> _What is being asked_
Answer these three questions about the mailing-list thread below.
(a) What is opencores described as?
(b) Which three companies are given as examples of fab-less companies?
(c) Which program is named as an example of the dropping and inclusion of different programs?

> _Source extract_
========
[ubuntu-in] If not Ubuntu then what

Anish Mangal anishmangal2002 at gmail.com
Wed Mar 24 15:15:54 GMT 2010


Hi

Staying on the topic of having complete control over h/w AND s/w for better
solutions, interested folks may have a look at
opencores<http://www.opencores.org/>.
It is an initiative to design open-source hardware. The community strength
is nowhere near what it is behind any open-source distro but its picking up,
though some good amount of work has been done.

In earlier days (and to a large extent, even today) hardware design used to
be exclusively proprietary due to astronomical capital costs involved, but
the trend has changed with the advent of 'fab-less' companies, who basically
design stuff and get it made by someone else. They are the ones who stand to
gain the most out of such an initiative. As a great example AMD, Qualcomm
and Broadcom are all fab-less (meaning no manufacturing capability)!

Regards,
Anish Mangal


On Wed, Mar 24, 2010 at 8:17 PM, Ashutosh Rishi Ranjan <
ashutoshrishi92 at gmail.com> wrote:

> On Wed, Mar 24, 2010 at 7:35 PM, bkd.jdk <bkd.jdk at gmail.com> wrote:
> > On Tuesday 23 March 2010 12:33 PM, K Ramnarayan wrote:
> >> Hi
> >>
> >> This isn't exactly a poll but thought that it would be good to know what
> >> people would choose if they had to move away from Ubuntu.
> >>
> >> Before saying anything i want to put this on record. Ubuntu is one of
> the best
> >> distro's i have ever used. , its ease in installation, responsiveness to
> >> multitude of hardware, the incredibly large and varied repositories, the
> very
> >> decent derivatives (Mint, Ultimate etc) . The huge forum and support.
> >> Basically i like it very much
> >>
> >> Over the recent months there has been a lot of chatter about minor and
> maybe
> >> not so minor aspects.
> >>
> >> First there was the dropping and inclusion of different programmes (e.g.
> GIMP)
> >> not big things but when many small things add up they become to big.
> > (OT)
> > These changes may seem small, but they are really big ones. Especially
> > the 'window buttons on the left' one. I really don't understand it, they
> > shouldn't add such changes in an LTS release. If they would want to
> > experiment, they can experiment in Lucid+1.
> >> Then there is this
> >> Ubuntu is not a democracy, Mark Shuttleworth
> >>
> >> Sounds crazy saying it like that but to read what he had to say check
> out
> >>
> >> Mark Shuttleworth: "This is not a democracy"
========
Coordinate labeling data
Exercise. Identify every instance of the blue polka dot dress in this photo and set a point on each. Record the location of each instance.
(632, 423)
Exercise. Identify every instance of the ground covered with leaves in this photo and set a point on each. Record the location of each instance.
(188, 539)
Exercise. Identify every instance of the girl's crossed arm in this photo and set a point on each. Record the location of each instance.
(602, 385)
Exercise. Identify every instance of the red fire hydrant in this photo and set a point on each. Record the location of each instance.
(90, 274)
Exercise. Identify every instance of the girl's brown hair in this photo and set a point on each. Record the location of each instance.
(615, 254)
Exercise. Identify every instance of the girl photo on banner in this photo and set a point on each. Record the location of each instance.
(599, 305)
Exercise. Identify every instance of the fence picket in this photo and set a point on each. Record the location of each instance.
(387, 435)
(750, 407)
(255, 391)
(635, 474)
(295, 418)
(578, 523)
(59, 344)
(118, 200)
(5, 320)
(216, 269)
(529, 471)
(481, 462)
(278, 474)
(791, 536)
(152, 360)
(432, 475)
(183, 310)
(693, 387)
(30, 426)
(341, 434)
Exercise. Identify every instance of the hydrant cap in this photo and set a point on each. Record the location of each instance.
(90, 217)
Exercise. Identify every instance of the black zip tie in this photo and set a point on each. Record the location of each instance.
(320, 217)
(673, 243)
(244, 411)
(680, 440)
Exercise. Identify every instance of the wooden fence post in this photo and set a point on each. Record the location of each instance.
========
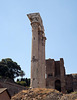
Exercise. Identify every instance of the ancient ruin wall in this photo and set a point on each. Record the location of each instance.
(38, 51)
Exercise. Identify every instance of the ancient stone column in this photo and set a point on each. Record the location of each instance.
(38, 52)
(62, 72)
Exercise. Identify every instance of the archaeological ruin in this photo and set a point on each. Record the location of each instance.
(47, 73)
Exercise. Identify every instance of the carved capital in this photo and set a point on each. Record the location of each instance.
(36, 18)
========
> _Answer for the task_
(a) An initiative to design open-source hardware.
(b) AMD, Qualcomm and Broadcom.
(c) GIMP.